>> START Record set
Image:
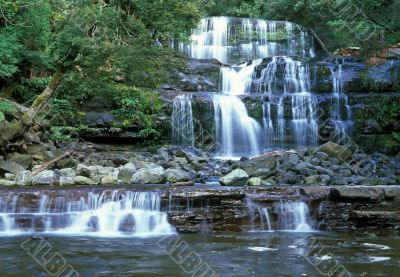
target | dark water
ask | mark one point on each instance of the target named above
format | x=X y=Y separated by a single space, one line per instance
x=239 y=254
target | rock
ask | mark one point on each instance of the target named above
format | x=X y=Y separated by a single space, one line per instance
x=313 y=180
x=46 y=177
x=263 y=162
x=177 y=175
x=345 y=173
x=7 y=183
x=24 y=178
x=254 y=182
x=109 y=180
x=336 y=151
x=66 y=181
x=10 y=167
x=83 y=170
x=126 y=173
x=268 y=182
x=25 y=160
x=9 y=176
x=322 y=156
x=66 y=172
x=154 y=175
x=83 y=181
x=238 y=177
>> END Record set
>> START Record set
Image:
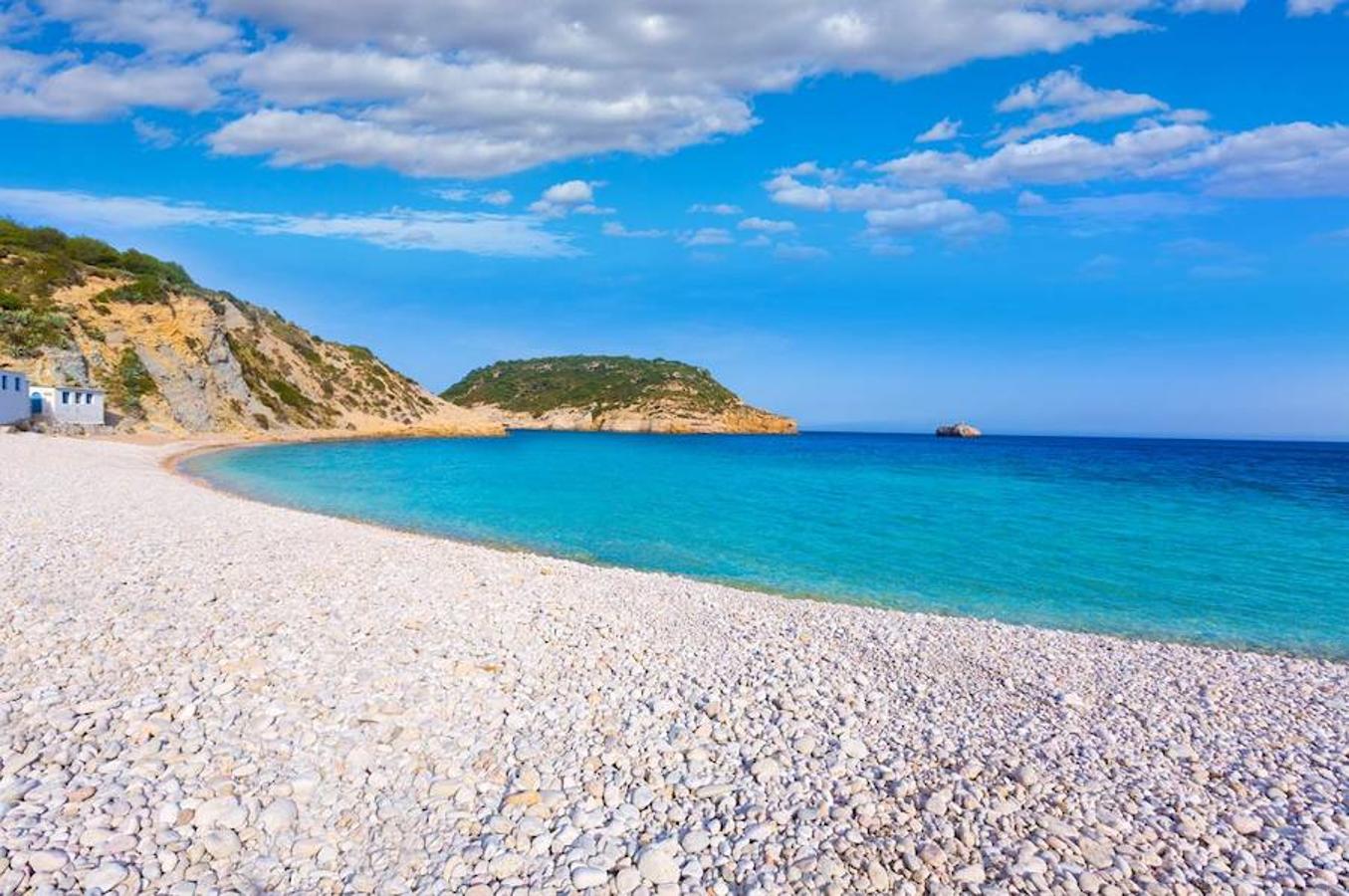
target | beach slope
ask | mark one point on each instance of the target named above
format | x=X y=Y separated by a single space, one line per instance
>> END Record set
■ **Requirement**: Can you give back the part of the items that opens with the line containing "target | rock" and closes with the line containing "x=238 y=177", switching "instance" to "occurrence" and keeping everything else the same? Return only those lines.

■ **Solution to this task**:
target | rock
ask | mark one point on each occurrence of the target named above
format | x=X y=Y separated by a single space, one line per occurrence
x=313 y=180
x=46 y=177
x=263 y=162
x=177 y=175
x=345 y=173
x=7 y=183
x=24 y=178
x=254 y=182
x=109 y=180
x=336 y=151
x=66 y=181
x=10 y=167
x=83 y=170
x=126 y=173
x=268 y=182
x=25 y=160
x=9 y=176
x=322 y=156
x=66 y=172
x=154 y=175
x=83 y=181
x=238 y=177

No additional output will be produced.